* PROVIDED DATA *
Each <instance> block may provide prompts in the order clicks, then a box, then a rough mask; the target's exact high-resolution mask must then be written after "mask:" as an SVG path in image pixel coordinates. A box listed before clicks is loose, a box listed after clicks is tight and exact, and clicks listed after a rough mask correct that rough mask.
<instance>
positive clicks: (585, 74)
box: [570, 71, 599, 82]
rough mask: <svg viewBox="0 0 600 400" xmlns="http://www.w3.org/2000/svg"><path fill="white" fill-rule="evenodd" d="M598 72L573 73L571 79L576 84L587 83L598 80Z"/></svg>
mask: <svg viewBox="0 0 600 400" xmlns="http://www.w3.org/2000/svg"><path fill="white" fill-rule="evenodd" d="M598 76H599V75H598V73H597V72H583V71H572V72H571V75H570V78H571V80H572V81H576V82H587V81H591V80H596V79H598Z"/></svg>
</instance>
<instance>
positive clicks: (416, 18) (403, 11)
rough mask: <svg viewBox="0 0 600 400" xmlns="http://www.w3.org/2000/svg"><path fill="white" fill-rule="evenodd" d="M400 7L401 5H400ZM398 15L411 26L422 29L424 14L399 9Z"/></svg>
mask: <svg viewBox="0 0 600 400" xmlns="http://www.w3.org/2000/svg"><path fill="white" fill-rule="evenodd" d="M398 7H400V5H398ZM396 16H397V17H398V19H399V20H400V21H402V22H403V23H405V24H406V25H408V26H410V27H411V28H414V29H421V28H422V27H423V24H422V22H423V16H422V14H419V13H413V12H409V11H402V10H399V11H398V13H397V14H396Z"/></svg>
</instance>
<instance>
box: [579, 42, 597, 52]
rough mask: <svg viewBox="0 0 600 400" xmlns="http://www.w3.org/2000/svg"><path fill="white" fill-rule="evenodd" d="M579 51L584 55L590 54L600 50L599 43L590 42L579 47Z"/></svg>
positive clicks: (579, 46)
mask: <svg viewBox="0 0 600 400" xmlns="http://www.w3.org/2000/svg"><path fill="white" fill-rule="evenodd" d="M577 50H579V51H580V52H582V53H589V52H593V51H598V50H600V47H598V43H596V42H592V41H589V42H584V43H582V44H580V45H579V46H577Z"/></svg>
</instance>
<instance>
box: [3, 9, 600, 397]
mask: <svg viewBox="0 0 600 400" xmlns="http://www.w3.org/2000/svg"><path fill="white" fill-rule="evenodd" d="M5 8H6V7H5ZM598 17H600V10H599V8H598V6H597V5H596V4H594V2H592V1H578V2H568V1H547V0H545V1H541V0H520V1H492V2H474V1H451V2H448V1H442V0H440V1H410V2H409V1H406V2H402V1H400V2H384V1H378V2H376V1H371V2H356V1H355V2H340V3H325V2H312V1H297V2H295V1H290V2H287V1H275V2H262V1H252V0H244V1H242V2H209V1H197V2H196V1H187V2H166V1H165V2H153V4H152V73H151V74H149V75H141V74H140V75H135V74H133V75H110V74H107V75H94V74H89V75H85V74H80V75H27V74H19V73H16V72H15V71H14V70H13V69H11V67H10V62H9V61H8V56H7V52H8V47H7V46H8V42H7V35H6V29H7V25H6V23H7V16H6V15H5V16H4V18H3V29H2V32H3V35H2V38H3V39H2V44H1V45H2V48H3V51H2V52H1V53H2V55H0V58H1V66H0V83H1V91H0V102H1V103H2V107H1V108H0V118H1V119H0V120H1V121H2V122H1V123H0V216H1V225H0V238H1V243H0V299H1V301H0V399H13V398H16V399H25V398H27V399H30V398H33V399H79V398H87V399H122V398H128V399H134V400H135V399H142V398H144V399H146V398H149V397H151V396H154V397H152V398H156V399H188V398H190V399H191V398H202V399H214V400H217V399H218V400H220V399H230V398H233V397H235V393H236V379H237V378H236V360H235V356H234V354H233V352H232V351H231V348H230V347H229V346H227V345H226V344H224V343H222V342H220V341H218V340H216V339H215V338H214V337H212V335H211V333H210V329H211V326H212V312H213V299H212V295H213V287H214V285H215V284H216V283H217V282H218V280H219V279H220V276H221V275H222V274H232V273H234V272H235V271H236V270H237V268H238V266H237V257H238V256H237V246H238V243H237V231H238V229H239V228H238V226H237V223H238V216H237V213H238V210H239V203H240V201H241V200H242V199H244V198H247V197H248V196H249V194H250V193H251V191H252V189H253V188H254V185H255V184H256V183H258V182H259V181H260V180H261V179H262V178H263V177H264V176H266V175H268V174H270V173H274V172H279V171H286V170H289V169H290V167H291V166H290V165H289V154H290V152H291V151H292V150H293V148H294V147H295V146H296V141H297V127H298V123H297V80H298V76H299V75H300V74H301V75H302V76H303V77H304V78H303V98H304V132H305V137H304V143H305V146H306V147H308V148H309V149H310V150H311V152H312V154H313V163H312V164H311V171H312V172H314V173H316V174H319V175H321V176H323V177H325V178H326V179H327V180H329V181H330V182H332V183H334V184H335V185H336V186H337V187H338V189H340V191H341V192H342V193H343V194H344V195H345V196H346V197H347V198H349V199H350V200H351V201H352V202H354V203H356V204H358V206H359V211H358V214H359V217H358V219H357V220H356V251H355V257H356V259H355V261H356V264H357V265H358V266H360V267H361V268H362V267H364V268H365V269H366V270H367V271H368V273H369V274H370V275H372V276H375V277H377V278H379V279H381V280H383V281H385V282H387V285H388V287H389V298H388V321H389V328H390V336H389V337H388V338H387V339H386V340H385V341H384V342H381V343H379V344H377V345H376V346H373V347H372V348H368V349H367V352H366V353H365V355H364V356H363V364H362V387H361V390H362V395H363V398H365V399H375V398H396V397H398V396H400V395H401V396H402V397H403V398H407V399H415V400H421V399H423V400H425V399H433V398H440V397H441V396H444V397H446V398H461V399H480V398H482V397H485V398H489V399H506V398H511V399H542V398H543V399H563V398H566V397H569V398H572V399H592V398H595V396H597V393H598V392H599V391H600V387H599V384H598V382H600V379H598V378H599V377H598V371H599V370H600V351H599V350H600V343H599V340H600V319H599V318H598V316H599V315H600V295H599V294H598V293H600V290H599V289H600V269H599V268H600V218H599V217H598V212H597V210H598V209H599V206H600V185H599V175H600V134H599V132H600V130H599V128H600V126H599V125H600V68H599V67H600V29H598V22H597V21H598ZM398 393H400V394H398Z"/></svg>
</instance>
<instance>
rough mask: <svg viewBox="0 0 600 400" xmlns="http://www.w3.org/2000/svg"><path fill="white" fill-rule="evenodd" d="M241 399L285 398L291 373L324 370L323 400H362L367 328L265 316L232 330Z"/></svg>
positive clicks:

* WHAT YOU HAVE TO DO *
Every entry is to be restated word for word, with nothing dropped.

* RESPONSE *
Each <instance> block may provide prompts in the order clicks, then a box, then a rough mask; the target's exact high-resolution mask must then be written after "mask:" as an SVG path in image pixel coordinates. A box listed before clicks is loose, a box listed after clicks is tight and exact, and clicks listed after a rough mask correct that rough mask.
<instance>
positive clicks: (585, 74)
box: [570, 71, 599, 82]
rough mask: <svg viewBox="0 0 600 400" xmlns="http://www.w3.org/2000/svg"><path fill="white" fill-rule="evenodd" d="M598 72L573 73L571 79L576 84L587 83L598 80Z"/></svg>
mask: <svg viewBox="0 0 600 400" xmlns="http://www.w3.org/2000/svg"><path fill="white" fill-rule="evenodd" d="M598 76H599V75H598V73H597V72H583V71H572V72H571V75H570V78H571V80H572V81H576V82H587V81H591V80H596V79H598Z"/></svg>
</instance>
<instance>
positive clicks: (416, 18) (403, 11)
rough mask: <svg viewBox="0 0 600 400" xmlns="http://www.w3.org/2000/svg"><path fill="white" fill-rule="evenodd" d="M400 7L401 5H400ZM398 15L411 26L422 29L424 14L399 9Z"/></svg>
mask: <svg viewBox="0 0 600 400" xmlns="http://www.w3.org/2000/svg"><path fill="white" fill-rule="evenodd" d="M398 7H400V5H398ZM396 16H397V17H398V19H399V20H400V21H402V22H403V23H405V24H406V25H408V26H410V27H411V28H414V29H421V28H422V27H423V24H422V22H423V16H422V14H419V13H413V12H409V11H402V10H399V11H398V13H397V14H396Z"/></svg>
</instance>
<instance>
box: [579, 42, 597, 52]
rough mask: <svg viewBox="0 0 600 400" xmlns="http://www.w3.org/2000/svg"><path fill="white" fill-rule="evenodd" d="M579 51L584 55L590 54L600 50L599 43L590 42L579 47Z"/></svg>
positive clicks: (579, 46)
mask: <svg viewBox="0 0 600 400" xmlns="http://www.w3.org/2000/svg"><path fill="white" fill-rule="evenodd" d="M577 50H579V51H580V52H582V53H589V52H593V51H598V50H600V47H598V43H596V42H592V41H589V42H584V43H582V44H580V45H579V46H577Z"/></svg>
</instance>
<instance>
box: [3, 9, 600, 397]
mask: <svg viewBox="0 0 600 400" xmlns="http://www.w3.org/2000/svg"><path fill="white" fill-rule="evenodd" d="M5 8H6V7H5ZM598 17H600V10H599V8H598V6H597V5H596V4H594V2H592V1H578V2H568V1H547V0H545V1H541V0H520V1H492V2H474V1H451V2H448V1H442V0H440V1H410V2H409V1H406V2H402V1H400V2H384V1H378V2H376V1H371V2H356V1H355V2H340V3H325V2H312V1H297V2H295V1H290V2H287V1H275V2H262V1H252V0H244V1H242V2H209V1H197V2H196V1H187V2H166V1H165V2H153V4H152V73H151V74H149V75H141V74H140V75H135V74H133V75H110V74H107V75H94V74H89V75H85V74H80V75H27V74H19V73H16V72H15V71H14V70H13V69H11V67H10V62H9V61H8V56H7V52H8V47H7V46H8V42H7V35H6V29H7V25H6V23H7V16H6V15H5V16H4V18H3V29H2V32H3V35H2V38H3V39H2V44H1V45H2V48H3V51H2V52H1V53H2V55H0V58H1V66H0V83H1V91H0V102H1V103H2V107H1V108H0V118H1V119H0V120H1V121H2V122H1V123H0V216H1V225H0V238H1V243H0V299H1V301H0V399H13V398H16V399H25V398H27V399H30V398H33V399H79V398H87V399H122V398H128V399H134V400H135V399H142V398H144V399H146V398H149V397H151V396H154V397H152V398H156V399H188V398H190V399H191V398H202V399H214V400H217V399H218V400H220V399H230V398H233V397H235V393H236V379H237V378H236V360H235V356H234V354H233V352H232V351H231V348H230V347H229V346H227V345H226V344H224V343H222V342H220V341H218V340H216V339H215V338H214V337H212V335H211V333H210V329H211V326H212V312H213V299H212V295H213V287H214V285H215V284H216V283H217V282H218V280H219V279H220V276H221V275H222V274H232V273H234V272H235V271H236V270H237V268H238V266H237V257H238V256H237V246H238V243H237V231H238V229H239V228H238V226H237V223H238V216H237V213H238V210H239V203H240V201H241V200H242V199H244V198H247V197H248V196H249V194H250V193H251V191H252V189H253V188H254V185H255V184H256V183H258V182H259V181H260V180H261V179H262V178H263V177H264V176H266V175H268V174H270V173H274V172H279V171H286V170H289V169H290V167H291V166H290V165H289V154H290V152H291V151H292V150H293V148H294V147H295V146H296V141H297V127H298V123H297V80H298V76H299V75H300V74H301V75H302V76H303V77H304V78H303V98H304V132H305V137H304V143H305V146H306V147H308V148H309V149H310V150H311V152H312V154H313V163H312V164H311V171H312V172H314V173H316V174H319V175H321V176H323V177H325V178H326V179H327V180H329V181H330V182H332V183H334V184H335V185H336V186H337V187H338V189H340V191H341V192H342V193H343V194H344V195H345V196H346V197H347V198H349V199H350V200H351V201H352V202H354V203H356V204H358V206H359V211H358V214H359V217H358V219H357V220H356V251H355V257H356V259H355V261H356V264H357V265H358V266H360V267H361V268H362V267H364V268H365V269H366V270H367V271H368V273H369V274H370V275H372V276H375V277H377V278H379V279H381V280H383V281H385V282H387V285H388V287H389V298H388V321H389V328H390V336H389V337H388V338H387V339H386V340H385V341H384V342H381V343H379V344H377V345H376V346H373V347H372V348H368V349H367V352H366V353H365V355H364V356H363V364H362V387H361V390H362V395H363V398H365V399H375V398H396V397H398V396H400V395H401V396H402V397H403V398H407V399H415V400H421V399H423V400H425V399H433V398H440V397H441V396H444V397H446V398H461V399H480V398H482V397H485V398H489V399H506V398H511V399H542V398H543V399H563V398H566V397H569V398H572V399H592V398H595V396H597V393H598V392H599V391H600V387H599V384H598V382H600V379H598V378H599V377H598V371H599V370H600V351H599V350H600V343H599V340H600V319H599V318H598V316H599V315H600V295H599V294H598V293H600V290H599V289H600V269H599V268H600V218H599V217H598V212H597V210H598V209H599V206H600V185H599V175H600V134H599V132H600V130H599V128H600V126H599V125H600V68H599V67H600V29H598V22H597V21H598ZM398 393H400V394H398Z"/></svg>
</instance>
<instance>
rough mask: <svg viewBox="0 0 600 400" xmlns="http://www.w3.org/2000/svg"><path fill="white" fill-rule="evenodd" d="M241 399L285 398L291 373L324 370L323 400H362L367 328L265 316L232 330Z"/></svg>
positive clicks:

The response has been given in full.